Your task: Print every entry again exactly, with no pictures.
· · · · · · ·
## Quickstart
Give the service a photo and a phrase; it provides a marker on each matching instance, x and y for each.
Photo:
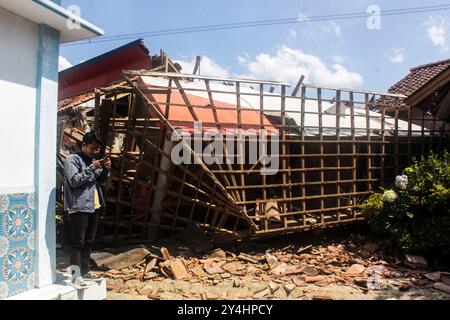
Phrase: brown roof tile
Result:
(419, 77)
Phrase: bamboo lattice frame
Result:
(325, 171)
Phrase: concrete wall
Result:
(18, 73)
(28, 102)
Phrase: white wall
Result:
(18, 74)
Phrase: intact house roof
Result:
(102, 71)
(423, 81)
(49, 13)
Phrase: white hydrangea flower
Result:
(390, 196)
(401, 182)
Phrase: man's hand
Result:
(97, 164)
(107, 163)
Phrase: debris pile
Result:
(291, 272)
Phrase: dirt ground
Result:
(321, 265)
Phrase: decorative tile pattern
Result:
(17, 244)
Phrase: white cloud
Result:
(397, 55)
(338, 59)
(437, 31)
(208, 67)
(63, 63)
(292, 34)
(315, 29)
(335, 28)
(288, 64)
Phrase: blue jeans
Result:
(84, 229)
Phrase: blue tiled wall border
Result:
(17, 243)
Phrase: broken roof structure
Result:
(319, 152)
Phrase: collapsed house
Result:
(242, 158)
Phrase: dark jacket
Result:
(80, 181)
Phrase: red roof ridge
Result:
(428, 65)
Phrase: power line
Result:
(261, 23)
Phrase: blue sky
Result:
(343, 53)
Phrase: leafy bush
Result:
(416, 212)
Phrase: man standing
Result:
(83, 199)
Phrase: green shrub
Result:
(416, 212)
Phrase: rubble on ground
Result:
(291, 272)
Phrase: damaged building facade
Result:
(241, 158)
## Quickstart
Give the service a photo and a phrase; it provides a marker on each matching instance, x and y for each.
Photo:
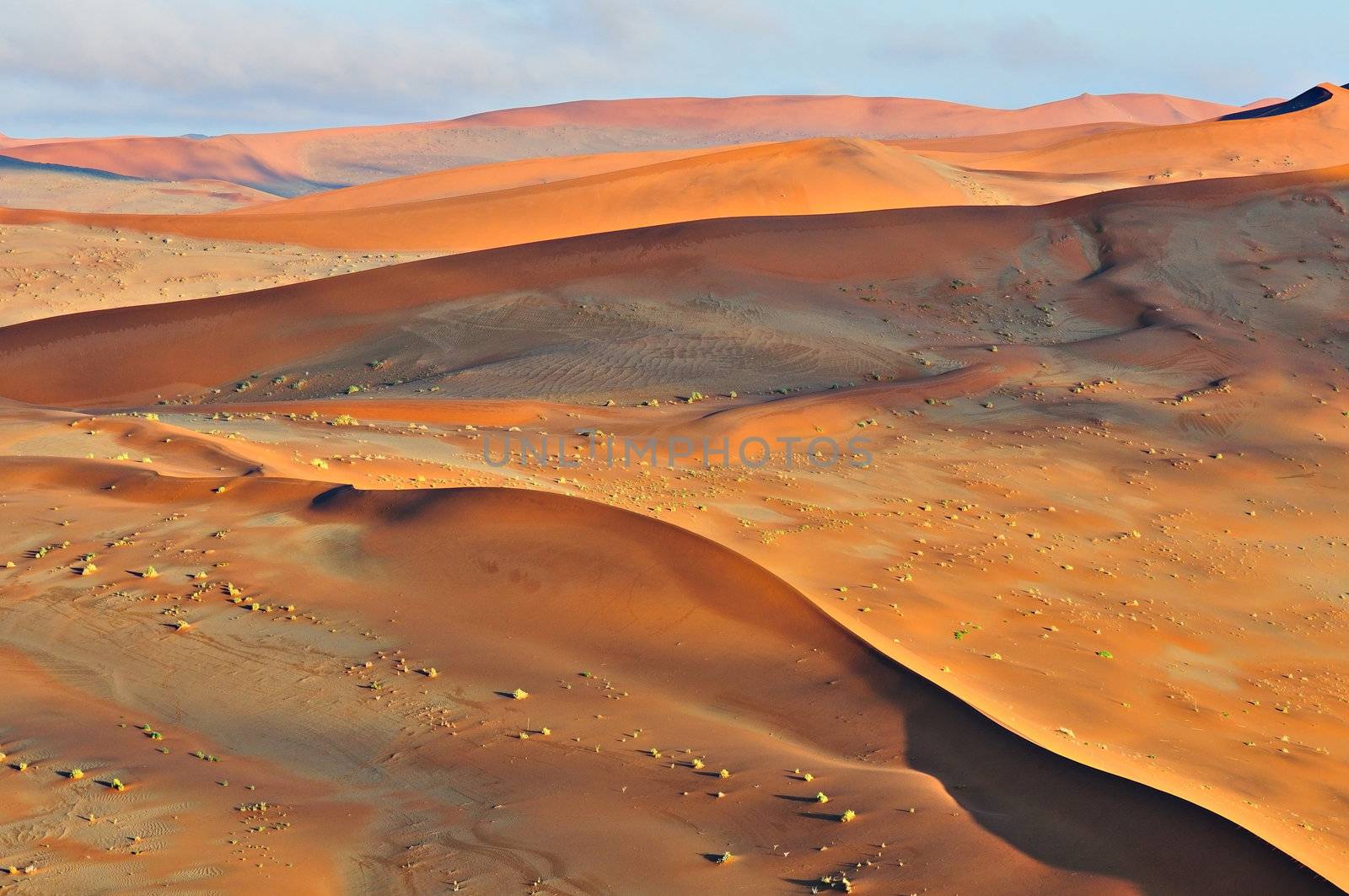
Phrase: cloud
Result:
· · · · · · ·
Exercise solution:
## Quickstart
Give the service a photo and a phrase; it provides a marker on each matching instance, x and y for each.
Photo:
Phrase: brown roof tile
Result:
(419, 77)
Phrase: bamboo lattice frame
Result:
(325, 171)
Phrase: concrete wall
Result:
(18, 73)
(28, 102)
Phrase: white wall
Result:
(18, 74)
Phrase: intact house roof
Result:
(102, 71)
(423, 81)
(49, 13)
Phrase: white hydrangea flower
Result:
(390, 196)
(401, 182)
Phrase: man's hand
Result:
(97, 164)
(107, 163)
Phrase: debris pile
Result:
(291, 272)
Phrase: dirt ground
Result:
(321, 265)
Phrase: decorative tile pattern
Result:
(17, 244)
Phrase: white cloud
Result:
(397, 55)
(338, 59)
(437, 31)
(208, 67)
(63, 63)
(292, 34)
(315, 29)
(335, 28)
(288, 64)
Phrase: blue jeans
Result:
(84, 229)
Phrase: blue tiled wall border
Result:
(17, 243)
Phrase: broken roof structure
Result:
(319, 152)
Phrase: collapsed house
Result:
(242, 158)
Phrase: dark jacket
Result:
(80, 181)
Phrase: red roof ridge
Result:
(428, 65)
Phrase: power line
Result:
(261, 23)
Phrase: blue sky
Result:
(343, 53)
Phrase: leafy bush
Result:
(416, 212)
Phrase: man standing
Result:
(83, 199)
Phrase: green shrub
Result:
(416, 212)
Phrase: rubble on ground
Result:
(291, 272)
Phrase: damaged building facade
Result:
(241, 158)
## Quickstart
Give the service a photo and a phrase; it provides a marker on each matching instance, x and y for each.
Photo:
Phrase: cloud
Result:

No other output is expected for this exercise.